Dataset rows
((

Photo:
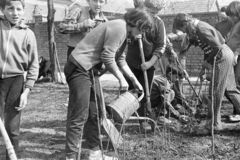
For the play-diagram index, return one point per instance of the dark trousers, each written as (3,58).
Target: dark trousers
(82,110)
(10,92)
(140,77)
(69,51)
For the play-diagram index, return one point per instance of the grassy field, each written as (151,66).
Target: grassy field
(43,133)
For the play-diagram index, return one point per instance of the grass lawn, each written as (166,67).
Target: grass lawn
(43,132)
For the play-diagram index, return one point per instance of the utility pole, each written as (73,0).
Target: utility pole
(51,40)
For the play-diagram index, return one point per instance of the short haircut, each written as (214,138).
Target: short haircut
(180,20)
(138,3)
(174,69)
(139,17)
(223,9)
(233,9)
(4,3)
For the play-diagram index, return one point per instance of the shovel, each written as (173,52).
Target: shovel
(10,149)
(109,127)
(148,102)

))

**GIVEN TASK**
Rewrite all of the data above, replacing "shovel" with "spade" everywhere and keeping everything else the same. Leave the pictures out of your answer.

**FINISHED ANSWER**
Photo:
For the play-diagram index, return one point per instance of the dark trousers, each written as (3,58).
Target: dark trousers
(82,110)
(10,92)
(140,77)
(69,51)
For the play-diagram index, return one point per instance of the grassy field, each written as (151,66).
Target: grassy field
(43,133)
For the play-diagram index, return one point per instance of the grass lawn, each written as (166,67).
Target: grass lawn
(43,132)
For the play-diagram index, return one point per instance of the utility pole, each written as (73,0).
Target: utility pole
(51,40)
For the play-diagram index, return one point per instance of the short haircut, each written as (214,138).
Target: short haircut
(180,20)
(138,3)
(174,69)
(139,17)
(223,9)
(233,9)
(4,3)
For the play-diagram index, return one point per instance of the spade, each written as (173,52).
Target: spade
(10,149)
(109,127)
(148,102)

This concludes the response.